[PROBLEM TO WORK ON]
Could you repeat the whole listing below exactly, omitting any picture it holds?

^^^^

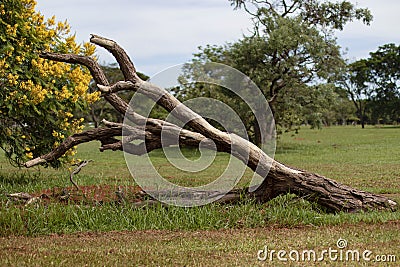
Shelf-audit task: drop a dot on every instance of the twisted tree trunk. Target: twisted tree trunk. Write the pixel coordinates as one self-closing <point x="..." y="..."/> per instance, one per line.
<point x="277" y="178"/>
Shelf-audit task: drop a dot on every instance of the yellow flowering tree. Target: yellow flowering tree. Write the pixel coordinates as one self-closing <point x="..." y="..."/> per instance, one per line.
<point x="38" y="97"/>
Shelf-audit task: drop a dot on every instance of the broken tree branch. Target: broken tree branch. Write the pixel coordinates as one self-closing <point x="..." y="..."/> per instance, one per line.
<point x="278" y="178"/>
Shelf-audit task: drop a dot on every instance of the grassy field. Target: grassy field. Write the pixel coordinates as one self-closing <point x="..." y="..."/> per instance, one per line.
<point x="210" y="235"/>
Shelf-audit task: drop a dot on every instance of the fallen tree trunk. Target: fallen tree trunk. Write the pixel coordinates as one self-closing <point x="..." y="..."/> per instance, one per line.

^^^^

[ANSWER AREA]
Shelf-audit task: drop a dot on every instance of the twisted tree trunk. Target: twisted tree trunk. Write the pixel coordinates as one self-closing <point x="..." y="..."/> per instance, one per line.
<point x="277" y="178"/>
Shelf-audit task: drop a dot on every instance of the yellow flowering tree. Target: yellow flowering tree. Write the pixel coordinates as one self-closing <point x="..." y="..."/> per instance, one per line.
<point x="38" y="97"/>
Shelf-audit task: drop a dot on every instance of the broken tree branch. Target: broken tree branch. Write the pixel coordinates as one self-closing <point x="..." y="..."/> per instance, one per line.
<point x="278" y="178"/>
Shelf-audit task: drop a dot on every instance of the grassy field. Target: grassy field. Write the pixel coordinates as one self-closing <point x="..." y="..."/> per instance, one per line.
<point x="210" y="235"/>
Shelf-audit task: drop a dot on every instance of the fallen tree trunk. Target: fallen tree trunk. Write the pixel coordinates as one self-closing <point x="..." y="..."/> per instance, one per line.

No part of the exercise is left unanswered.